─── EXCERPTED DATA

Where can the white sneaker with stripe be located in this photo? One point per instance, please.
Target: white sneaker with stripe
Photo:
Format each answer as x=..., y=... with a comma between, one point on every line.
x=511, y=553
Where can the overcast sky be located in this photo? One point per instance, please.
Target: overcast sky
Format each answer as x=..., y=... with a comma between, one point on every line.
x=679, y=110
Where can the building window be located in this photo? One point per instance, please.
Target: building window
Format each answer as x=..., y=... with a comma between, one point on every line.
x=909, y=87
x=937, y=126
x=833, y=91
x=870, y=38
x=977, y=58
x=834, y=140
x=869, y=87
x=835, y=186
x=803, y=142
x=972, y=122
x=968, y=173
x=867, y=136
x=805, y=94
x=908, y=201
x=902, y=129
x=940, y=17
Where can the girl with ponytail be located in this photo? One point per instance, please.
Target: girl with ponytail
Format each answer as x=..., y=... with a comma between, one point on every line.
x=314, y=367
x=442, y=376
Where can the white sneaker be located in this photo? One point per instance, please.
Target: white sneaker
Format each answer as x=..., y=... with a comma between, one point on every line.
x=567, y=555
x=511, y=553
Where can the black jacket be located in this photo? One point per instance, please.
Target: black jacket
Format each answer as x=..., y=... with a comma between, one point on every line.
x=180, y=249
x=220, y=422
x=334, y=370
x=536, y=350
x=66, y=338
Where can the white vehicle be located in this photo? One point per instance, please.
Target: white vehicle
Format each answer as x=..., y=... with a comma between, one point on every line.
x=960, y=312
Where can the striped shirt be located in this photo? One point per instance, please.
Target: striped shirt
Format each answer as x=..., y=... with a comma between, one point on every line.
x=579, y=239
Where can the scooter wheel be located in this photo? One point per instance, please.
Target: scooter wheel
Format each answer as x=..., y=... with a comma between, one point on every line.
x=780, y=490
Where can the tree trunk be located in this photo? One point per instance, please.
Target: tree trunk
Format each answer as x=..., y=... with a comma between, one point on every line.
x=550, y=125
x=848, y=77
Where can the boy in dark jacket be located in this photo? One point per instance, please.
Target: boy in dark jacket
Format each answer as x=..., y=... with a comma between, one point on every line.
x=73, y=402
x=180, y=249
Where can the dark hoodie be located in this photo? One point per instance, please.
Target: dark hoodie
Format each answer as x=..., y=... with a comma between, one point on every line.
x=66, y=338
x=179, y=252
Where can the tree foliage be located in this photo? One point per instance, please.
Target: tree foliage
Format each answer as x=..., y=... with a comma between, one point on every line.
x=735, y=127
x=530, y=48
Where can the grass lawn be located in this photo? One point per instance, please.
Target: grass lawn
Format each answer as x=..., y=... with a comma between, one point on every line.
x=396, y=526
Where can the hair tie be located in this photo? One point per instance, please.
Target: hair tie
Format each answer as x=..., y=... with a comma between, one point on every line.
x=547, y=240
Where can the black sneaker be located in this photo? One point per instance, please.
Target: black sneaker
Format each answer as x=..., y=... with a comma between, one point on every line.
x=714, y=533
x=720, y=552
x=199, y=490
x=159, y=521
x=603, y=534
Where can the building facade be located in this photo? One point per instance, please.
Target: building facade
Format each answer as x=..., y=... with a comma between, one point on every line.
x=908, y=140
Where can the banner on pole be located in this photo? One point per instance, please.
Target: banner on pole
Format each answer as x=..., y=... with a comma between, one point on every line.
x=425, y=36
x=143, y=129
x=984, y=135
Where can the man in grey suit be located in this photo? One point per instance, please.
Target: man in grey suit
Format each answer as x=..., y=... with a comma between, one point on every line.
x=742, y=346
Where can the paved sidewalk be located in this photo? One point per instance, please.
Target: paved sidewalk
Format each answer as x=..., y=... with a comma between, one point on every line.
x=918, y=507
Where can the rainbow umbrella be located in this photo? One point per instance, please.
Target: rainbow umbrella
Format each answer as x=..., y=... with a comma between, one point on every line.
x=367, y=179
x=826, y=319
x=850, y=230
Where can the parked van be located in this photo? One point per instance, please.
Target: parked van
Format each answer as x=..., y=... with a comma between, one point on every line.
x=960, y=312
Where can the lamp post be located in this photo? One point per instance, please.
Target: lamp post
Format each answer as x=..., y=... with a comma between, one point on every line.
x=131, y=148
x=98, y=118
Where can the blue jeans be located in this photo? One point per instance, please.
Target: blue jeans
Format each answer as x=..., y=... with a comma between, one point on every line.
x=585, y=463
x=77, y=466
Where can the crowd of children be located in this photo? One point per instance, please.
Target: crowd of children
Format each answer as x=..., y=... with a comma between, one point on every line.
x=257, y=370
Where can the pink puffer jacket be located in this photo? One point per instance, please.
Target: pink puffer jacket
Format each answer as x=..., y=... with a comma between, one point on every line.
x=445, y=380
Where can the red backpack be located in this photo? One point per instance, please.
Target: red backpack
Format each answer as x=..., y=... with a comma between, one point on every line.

──────

Reproduce all of the records above verbatim, keeping every line unchanged and in its original order.

Where can the white sneaker with stripe be located in this photo? One point per instance, please.
Target: white sneaker with stripe
Photo:
Format each answer as x=..., y=... with a comma between, one point on every line.
x=511, y=553
Where can the overcast sky be located in this photo? One point per instance, please.
Target: overcast sky
Format each answer as x=..., y=... with a comma between, one point on every line.
x=679, y=110
Where can the building window be located in this photo? One point per instance, please.
Target: building window
Format each answer as x=..., y=... with a comma between, one point on every line.
x=909, y=87
x=937, y=126
x=833, y=91
x=870, y=38
x=977, y=58
x=834, y=140
x=869, y=87
x=835, y=186
x=803, y=142
x=972, y=122
x=968, y=173
x=867, y=136
x=805, y=94
x=908, y=201
x=902, y=129
x=940, y=17
Where can the girl with ponytail be located in this photo? One point per instance, please.
Target: girl with ponytail
Format each answer as x=..., y=... with a comma between, one point on every line.
x=314, y=367
x=442, y=376
Where can the white sneaker be located in this photo? One point per instance, please.
Target: white sneaker
Format each answer as x=..., y=... with a comma between, one point on every line.
x=567, y=555
x=511, y=553
Where can the black jacket be located in this photo? One point per instance, please.
Target: black jacket
Format each answer as x=..., y=... with a comma between, one point on every line.
x=180, y=249
x=220, y=422
x=334, y=370
x=536, y=350
x=66, y=338
Where can the white vehicle be located in this photo? One point per instance, please.
Target: white vehicle
Format each answer as x=..., y=... with a comma between, one point on every line.
x=960, y=312
Where can the striped shirt be located in this photo? One point per instance, please.
Target: striped shirt
Format each answer as x=..., y=... with a comma between, one point on every line.
x=579, y=239
Where can the scooter wheel be located in this photo? One point per instance, please.
Target: scooter wheel
Format each answer as x=..., y=... with a comma between, one point on every line.
x=780, y=490
Where can the tree trunk be located in this photo? One point per instance, please.
Target: tree trunk
Format each answer as x=..., y=... with a comma between, one point on every line.
x=550, y=125
x=848, y=77
Where can the boy in dark jacket be located in this photo? One point per instance, please.
Target: boy in dark jacket
Format each answer as x=..., y=... with a comma between, one point on every line.
x=73, y=402
x=180, y=249
Where can the dark hoodie be located in this photo? One point per instance, please.
Target: dark hoodie
Format each answer as x=..., y=... with a comma between, one point on every line.
x=66, y=338
x=179, y=252
Where can the tree foliage be located in this photo? One point per instance, please.
Target: tree foliage
Format each answer as x=..., y=... with a comma between, one point on every line.
x=735, y=127
x=530, y=48
Where can the grass lawn be located in this photo? One point per instance, please.
Target: grass lawn
Format each answer as x=..., y=... with a comma between, one point on every line.
x=396, y=526
Where can the hair tie be located in this photo? One point per instance, please.
Target: hair tie
Format each answer as x=..., y=... with a comma between, one point on every line.
x=547, y=240
Where can the black sneaker be located in this photo? One point per instance, please.
Target: black sneaker
Format each answer as x=..., y=... with a comma between, one point on every line.
x=714, y=533
x=720, y=552
x=199, y=490
x=159, y=521
x=603, y=534
Where can the building facade be located in this photo? One point per instance, please.
Target: building facade
Format each answer as x=..., y=... with a comma between, one point on every line.
x=908, y=140
Where can the banner on pole be located in this photo? One point per instance, please.
Target: banner on pole
Format each answer as x=..., y=... with a comma between, one point on every line.
x=425, y=36
x=143, y=129
x=984, y=135
Where can the man in grey suit be located in this photo? One point per instance, please.
Target: man in grey suit
Format each answer as x=..., y=... with a comma between, one point on every line.
x=742, y=346
Where can the paved sidewalk be located in this photo? One point per instance, please.
Target: paved sidewalk
Format each answer as x=..., y=... with a comma between, one point on every line.
x=918, y=507
Where can the rainbow umbrella be located in this photo? One point per instance, please.
Target: rainbow umbrella
Format each answer as x=..., y=... with a comma between, one point on every line.
x=367, y=179
x=826, y=319
x=850, y=230
Where can the parked van be located in this photo? One point per instance, please.
Target: parked van
Format each answer as x=..., y=... with a comma between, one point on every line.
x=960, y=312
Where can the lamp post be located in this photo? One point per instance, please.
Target: lamp post
Format each answer as x=..., y=... with a comma between, one point on every line.
x=131, y=148
x=98, y=118
Where can the blue jeans be located in this photo? One point per instance, please.
Target: blue jeans
Format each answer as x=..., y=... with a comma between, one point on every line.
x=585, y=463
x=77, y=466
Where can the crowd of children be located in this photo? One point per instance, please.
Target: crowd of children
Format each answer as x=..., y=... with a comma between, one point on every line.
x=257, y=370
Where can the pink puffer jacket be located in this photo? One point per instance, please.
Target: pink puffer jacket
Format each answer as x=..., y=... with a comma between, one point on every line.
x=445, y=380
Where can the red backpack be located in this photo? One point per instance, please.
Target: red backpack
Format each answer as x=..., y=... with a comma between, one point on every line.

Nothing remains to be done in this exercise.